> **Set task**:
Copy out all the records below, switching every "a single point" to "one point" and leaving everything else unchanged.

> **Information provided**:

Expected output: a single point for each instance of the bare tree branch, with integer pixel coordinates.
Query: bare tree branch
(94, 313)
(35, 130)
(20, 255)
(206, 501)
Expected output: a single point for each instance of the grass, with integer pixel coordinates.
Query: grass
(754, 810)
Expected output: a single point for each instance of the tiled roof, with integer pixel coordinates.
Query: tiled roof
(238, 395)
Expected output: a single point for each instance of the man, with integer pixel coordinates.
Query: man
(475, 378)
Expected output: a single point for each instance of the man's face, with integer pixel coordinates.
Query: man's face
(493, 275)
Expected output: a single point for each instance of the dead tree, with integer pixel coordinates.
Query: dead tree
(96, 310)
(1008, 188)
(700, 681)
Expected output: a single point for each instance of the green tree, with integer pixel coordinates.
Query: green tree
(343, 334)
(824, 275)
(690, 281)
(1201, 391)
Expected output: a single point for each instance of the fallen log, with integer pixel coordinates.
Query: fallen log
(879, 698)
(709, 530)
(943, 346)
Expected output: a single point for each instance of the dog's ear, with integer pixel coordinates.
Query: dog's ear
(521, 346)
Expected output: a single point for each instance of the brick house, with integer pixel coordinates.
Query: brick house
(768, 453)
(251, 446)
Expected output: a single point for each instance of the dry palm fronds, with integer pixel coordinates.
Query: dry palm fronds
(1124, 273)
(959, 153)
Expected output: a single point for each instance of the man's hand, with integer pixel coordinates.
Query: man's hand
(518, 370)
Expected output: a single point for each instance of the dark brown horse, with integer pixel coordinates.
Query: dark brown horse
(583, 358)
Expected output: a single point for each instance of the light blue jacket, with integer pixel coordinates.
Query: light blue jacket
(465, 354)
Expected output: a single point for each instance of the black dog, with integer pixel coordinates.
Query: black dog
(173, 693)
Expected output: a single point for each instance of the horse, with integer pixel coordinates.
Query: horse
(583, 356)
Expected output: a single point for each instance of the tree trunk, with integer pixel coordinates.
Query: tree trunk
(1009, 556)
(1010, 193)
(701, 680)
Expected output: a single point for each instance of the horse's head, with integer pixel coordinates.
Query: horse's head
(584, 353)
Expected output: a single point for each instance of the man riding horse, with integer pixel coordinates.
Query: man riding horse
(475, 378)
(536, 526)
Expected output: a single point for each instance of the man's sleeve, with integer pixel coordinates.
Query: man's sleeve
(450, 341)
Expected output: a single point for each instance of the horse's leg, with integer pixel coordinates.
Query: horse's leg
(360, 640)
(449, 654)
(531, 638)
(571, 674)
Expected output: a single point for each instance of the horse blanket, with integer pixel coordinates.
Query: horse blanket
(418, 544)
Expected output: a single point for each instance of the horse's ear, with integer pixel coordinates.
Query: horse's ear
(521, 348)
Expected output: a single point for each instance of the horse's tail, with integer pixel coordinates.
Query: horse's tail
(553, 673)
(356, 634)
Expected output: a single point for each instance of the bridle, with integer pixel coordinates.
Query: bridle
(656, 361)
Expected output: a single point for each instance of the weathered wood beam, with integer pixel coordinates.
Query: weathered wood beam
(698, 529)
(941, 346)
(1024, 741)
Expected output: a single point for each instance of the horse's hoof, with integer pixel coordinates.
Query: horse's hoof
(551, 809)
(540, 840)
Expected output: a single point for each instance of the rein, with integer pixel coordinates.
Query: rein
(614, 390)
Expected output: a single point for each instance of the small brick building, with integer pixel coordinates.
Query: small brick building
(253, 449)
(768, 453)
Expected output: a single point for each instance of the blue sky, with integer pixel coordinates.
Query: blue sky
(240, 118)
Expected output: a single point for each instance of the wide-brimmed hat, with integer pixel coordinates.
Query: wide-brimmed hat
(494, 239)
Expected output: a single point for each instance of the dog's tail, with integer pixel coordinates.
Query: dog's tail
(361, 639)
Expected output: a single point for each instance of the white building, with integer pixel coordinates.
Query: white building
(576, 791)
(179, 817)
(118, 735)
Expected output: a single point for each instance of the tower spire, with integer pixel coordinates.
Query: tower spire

> **Response below**:
Expected output: one point for each instance of the bare tree branch, with integer pixel coordinates.
Query: bare tree branch
(94, 313)
(35, 130)
(20, 255)
(206, 501)
Expected output: one point for each instance of the grass, with integer pixel coordinates.
Query: grass
(754, 810)
Expected output: one point for each instance of the tiled roof, with integer pixel coordinates.
Query: tiled roof
(238, 395)
Expected output: one point for each instance of the man, with integer pixel coordinates.
Query: man
(475, 378)
Expected output: one point for each instance of the man's face, with integer pixel coordinates.
Query: man's face
(493, 275)
Expected output: one point for each instance of the dead tree, with integer pixel coordinates.
Query: dead tree
(96, 310)
(1008, 188)
(700, 681)
Expected output: one point for each instance of the green tree, with integer pixel coordinates.
Query: green tree
(343, 334)
(824, 275)
(690, 281)
(1201, 391)
Expected output: one point for each instance of the fallen log, with integer pixel coordinates.
Query: fallen log
(879, 698)
(709, 530)
(943, 346)
Expected output: one point for each instance of the dog's ear, with integer pixel coordinates.
Query: dog's ear
(521, 346)
Expected output: one point for each instance of the brick house, with integer pixel coordinates.
Query: brick house
(768, 453)
(251, 446)
Expected output: one point for each instance of the dry palm fronds, with integer pixel coordinates.
Query: dry palm fronds
(1124, 273)
(959, 153)
Expected output: one point for each instance of the man's hand, with integer pixel coordinates.
Query: man's hand
(518, 370)
Expected output: one point for each instance of the dark brown horse, with integer pixel coordinates.
Query: dark brown horse
(583, 358)
Expected output: one point for each instance of the light blue jacket, with integer pixel coordinates.
Query: light blue jacket
(465, 354)
Expected output: one point for each instance of the black dog, with integer pixel coordinates.
Query: black dog
(173, 693)
Expected output: one point for each instance of the horse, with integer pixel coordinates.
Query: horse
(583, 356)
Expected output: one point for each instance of the tree trunk, with integer pixel coordinates.
Query: tree trunk
(1009, 556)
(1010, 193)
(701, 680)
Expected output: one point for each instance of the horse's head, with integer pixel coordinates.
Query: horse's head
(584, 353)
Expected output: one point for each instance of the man riding horse, with integer pixel coordinates.
Query: man riding horse
(475, 378)
(536, 526)
Expected output: one point for each instance of the man's sleeve, with integer pixel coordinates.
Query: man's sleeve
(450, 341)
Expected output: one point for each instance of the horse's leg, with integer pixel coordinates.
Query: horse's leg
(360, 640)
(449, 654)
(531, 638)
(571, 674)
Expected output: one point for each instance of the horse blanket, with integer pixel coordinates.
Query: horse blanket
(418, 544)
Expected output: one point for each instance of the horse's ear, with integer pixel coordinates.
Query: horse's ear
(521, 348)
Expected output: one point for each instance of the horse's tail, with integer pixel coordinates.
Query: horse's tail
(553, 673)
(356, 634)
Expected output: one point for each instance of the bridle, with integer pixel coordinates.
Query: bridle
(656, 361)
Expected output: one point for each instance of the weathered wood beam, with integer pixel coordinates.
Query: weathered wood beam
(698, 529)
(941, 346)
(1024, 741)
Expected output: one point for each instance of the horse's hoof, with integer pixel coordinates.
Query: horse's hoof
(551, 809)
(540, 840)
Expected output: one point for each instance of the rein, with integer pixel coordinates.
Query: rein
(614, 390)
Expected output: one point for each instance of the small brick building, with integer pixel coordinates.
Query: small brick building
(253, 449)
(768, 453)
Expected output: one point for each instance of the blue sky, with integer pixel coordinates.
Query: blue sky
(240, 118)
Expected output: one point for each instance of the wide-brimmed hat, with integer pixel coordinates.
Query: wide-brimmed hat
(494, 239)
Expected output: one point for each instance of the dog's tail, with integer pixel coordinates.
Query: dog's tail
(361, 639)
Expected output: one point for each instance of the white building, with integer pixel coordinates.
Query: white building
(576, 791)
(179, 817)
(118, 735)
Expected output: one point for each instance of the tower spire, with integer pixel coordinates.
Query: tower spire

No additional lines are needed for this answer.